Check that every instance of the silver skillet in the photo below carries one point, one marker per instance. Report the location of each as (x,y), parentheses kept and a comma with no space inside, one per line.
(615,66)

--------------------

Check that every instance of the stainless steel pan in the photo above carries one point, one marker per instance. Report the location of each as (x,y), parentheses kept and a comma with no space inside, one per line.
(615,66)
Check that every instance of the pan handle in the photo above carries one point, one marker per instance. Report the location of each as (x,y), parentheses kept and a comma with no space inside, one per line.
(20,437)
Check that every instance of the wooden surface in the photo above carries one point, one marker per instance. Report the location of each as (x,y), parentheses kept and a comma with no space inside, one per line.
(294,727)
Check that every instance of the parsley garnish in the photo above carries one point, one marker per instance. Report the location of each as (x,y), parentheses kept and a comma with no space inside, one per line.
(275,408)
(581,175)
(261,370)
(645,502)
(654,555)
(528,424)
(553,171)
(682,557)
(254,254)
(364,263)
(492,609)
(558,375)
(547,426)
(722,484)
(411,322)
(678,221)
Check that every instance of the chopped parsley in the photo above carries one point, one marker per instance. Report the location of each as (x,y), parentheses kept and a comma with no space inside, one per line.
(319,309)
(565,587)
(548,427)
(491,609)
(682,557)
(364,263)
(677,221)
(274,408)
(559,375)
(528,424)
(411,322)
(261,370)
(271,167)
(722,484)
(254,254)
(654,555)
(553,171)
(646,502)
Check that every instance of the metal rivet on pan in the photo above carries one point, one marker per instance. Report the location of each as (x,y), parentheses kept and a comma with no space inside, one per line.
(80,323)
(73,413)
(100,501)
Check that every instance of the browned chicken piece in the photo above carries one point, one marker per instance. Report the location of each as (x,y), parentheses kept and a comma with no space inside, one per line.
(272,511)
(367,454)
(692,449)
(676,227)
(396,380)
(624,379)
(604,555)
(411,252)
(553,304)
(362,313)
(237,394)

--------------------

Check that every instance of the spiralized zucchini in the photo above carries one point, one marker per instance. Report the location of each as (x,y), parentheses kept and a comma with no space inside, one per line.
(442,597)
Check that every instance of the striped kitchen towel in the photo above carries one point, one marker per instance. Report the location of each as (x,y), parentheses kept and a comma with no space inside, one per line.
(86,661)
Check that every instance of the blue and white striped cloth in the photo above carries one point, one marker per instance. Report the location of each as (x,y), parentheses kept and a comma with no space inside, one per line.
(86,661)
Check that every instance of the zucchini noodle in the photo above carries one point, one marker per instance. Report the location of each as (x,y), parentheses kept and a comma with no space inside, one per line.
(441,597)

--------------------

Determine how many of the lines above contain the string "striped". Reply with that number alone.

2